* Request
Which lines in the entries below contain the string "building"? Collect each of those lines.

--- Material supplied ---

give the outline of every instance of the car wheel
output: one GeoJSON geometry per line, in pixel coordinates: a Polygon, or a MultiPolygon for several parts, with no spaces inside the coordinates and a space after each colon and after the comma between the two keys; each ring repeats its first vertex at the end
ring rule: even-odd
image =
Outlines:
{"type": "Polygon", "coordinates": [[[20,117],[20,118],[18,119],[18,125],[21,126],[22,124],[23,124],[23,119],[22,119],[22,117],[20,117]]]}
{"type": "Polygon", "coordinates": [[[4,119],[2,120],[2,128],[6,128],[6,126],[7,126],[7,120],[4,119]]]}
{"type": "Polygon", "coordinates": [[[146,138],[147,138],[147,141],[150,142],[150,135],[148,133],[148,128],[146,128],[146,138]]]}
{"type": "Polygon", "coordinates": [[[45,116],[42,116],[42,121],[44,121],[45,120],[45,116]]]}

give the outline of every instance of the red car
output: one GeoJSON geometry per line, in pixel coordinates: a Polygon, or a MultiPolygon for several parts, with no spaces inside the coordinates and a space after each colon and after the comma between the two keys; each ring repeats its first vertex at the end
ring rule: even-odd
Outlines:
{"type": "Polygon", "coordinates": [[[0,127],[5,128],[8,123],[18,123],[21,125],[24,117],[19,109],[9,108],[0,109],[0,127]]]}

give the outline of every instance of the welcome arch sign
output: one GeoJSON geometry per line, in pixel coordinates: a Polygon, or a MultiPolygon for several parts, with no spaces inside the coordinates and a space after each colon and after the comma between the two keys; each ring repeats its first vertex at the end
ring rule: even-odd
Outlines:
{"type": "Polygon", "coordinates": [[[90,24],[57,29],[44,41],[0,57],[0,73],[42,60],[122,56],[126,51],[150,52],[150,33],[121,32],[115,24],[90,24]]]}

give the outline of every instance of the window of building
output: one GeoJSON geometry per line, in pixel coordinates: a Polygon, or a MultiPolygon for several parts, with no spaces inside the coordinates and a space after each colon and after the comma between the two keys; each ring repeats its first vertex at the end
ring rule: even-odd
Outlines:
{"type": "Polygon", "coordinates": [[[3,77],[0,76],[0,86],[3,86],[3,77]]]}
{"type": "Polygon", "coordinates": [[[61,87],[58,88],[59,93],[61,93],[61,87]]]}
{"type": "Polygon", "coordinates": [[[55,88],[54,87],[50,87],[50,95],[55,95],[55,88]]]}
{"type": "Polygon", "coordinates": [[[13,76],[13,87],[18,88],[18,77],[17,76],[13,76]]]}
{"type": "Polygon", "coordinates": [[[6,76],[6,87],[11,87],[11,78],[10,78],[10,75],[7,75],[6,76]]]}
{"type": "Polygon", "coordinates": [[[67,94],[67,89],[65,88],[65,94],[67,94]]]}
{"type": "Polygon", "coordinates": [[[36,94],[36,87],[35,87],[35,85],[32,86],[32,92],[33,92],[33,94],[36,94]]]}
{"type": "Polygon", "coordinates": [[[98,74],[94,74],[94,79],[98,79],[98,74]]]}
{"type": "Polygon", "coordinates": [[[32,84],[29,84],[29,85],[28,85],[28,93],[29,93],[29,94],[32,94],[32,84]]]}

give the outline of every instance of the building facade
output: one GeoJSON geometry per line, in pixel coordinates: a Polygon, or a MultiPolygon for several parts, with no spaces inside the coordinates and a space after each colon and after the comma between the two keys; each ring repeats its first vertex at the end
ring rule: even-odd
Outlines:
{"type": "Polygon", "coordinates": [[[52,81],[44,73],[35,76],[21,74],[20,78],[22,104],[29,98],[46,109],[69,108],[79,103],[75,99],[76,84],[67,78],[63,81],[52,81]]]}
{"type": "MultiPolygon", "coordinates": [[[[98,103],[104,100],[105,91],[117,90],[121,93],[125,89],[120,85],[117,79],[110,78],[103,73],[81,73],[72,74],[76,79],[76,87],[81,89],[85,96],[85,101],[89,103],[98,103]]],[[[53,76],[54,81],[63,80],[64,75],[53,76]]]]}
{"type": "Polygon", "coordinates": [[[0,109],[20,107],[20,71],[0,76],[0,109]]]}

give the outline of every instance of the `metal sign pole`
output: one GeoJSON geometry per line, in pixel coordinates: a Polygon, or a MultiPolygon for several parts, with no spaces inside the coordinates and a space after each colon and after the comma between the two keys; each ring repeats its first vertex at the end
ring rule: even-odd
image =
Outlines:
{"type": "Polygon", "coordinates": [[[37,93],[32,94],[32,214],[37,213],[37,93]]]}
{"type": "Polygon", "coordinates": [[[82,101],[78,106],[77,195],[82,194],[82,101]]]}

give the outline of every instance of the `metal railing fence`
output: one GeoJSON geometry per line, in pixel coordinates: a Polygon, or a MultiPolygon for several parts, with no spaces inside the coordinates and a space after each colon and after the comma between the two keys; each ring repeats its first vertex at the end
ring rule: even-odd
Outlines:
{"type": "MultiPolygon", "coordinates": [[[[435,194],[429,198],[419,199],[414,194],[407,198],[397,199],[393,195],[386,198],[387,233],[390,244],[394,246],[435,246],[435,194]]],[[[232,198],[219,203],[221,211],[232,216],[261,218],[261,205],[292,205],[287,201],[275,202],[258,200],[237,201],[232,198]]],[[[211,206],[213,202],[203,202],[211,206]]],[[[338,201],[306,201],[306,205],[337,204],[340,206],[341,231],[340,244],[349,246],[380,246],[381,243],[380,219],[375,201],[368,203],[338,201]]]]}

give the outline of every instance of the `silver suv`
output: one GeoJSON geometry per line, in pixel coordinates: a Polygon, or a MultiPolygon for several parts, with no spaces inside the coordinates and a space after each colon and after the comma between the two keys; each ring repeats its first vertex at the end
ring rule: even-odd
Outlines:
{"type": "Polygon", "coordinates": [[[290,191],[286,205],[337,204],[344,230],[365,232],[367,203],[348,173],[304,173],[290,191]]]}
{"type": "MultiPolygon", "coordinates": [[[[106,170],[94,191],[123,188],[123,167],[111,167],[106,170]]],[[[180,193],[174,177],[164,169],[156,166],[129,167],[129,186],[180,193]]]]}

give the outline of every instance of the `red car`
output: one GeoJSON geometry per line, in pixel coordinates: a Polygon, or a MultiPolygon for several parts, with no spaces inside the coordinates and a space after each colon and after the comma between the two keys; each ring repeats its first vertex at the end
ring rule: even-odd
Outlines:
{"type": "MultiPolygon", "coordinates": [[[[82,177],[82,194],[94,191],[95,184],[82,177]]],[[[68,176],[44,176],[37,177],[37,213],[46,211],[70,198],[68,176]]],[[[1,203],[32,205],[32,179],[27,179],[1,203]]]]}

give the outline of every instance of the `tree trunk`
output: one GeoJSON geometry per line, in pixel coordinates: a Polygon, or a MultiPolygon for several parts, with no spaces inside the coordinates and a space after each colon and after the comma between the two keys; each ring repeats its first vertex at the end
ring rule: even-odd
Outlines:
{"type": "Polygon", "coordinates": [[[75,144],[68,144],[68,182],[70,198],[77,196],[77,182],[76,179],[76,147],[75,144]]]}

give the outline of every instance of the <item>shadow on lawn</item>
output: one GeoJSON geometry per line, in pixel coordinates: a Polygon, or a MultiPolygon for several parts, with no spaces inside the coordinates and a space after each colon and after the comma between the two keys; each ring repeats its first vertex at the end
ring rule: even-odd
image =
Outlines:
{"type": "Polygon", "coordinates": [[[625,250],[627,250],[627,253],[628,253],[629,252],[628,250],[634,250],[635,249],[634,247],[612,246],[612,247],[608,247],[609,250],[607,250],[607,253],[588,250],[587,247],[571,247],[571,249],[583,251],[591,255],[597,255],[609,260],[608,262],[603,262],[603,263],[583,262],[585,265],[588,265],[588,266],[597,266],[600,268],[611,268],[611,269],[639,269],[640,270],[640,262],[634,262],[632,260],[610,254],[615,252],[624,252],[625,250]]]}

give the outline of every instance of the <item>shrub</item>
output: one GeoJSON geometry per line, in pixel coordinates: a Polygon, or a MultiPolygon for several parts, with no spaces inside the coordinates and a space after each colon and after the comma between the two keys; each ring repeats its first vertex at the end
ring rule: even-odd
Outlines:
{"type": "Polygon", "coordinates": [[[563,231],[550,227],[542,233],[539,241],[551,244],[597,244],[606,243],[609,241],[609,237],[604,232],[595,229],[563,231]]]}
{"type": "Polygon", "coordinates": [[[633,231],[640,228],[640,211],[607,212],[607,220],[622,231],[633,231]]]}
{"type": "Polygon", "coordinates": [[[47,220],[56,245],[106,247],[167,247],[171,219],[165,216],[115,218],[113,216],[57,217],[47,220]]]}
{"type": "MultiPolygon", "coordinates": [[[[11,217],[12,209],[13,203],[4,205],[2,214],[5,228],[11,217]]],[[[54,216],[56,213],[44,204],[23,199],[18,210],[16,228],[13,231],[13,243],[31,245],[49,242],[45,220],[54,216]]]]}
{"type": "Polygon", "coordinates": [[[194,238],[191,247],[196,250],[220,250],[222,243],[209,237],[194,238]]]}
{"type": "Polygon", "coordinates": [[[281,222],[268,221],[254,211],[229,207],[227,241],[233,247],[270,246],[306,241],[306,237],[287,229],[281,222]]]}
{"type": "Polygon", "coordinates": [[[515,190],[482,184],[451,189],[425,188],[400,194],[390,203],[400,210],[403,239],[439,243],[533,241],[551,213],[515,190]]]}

---

* Solution for this exercise
give the outline of every instance of the window of building
give the outline of every instance of the building facade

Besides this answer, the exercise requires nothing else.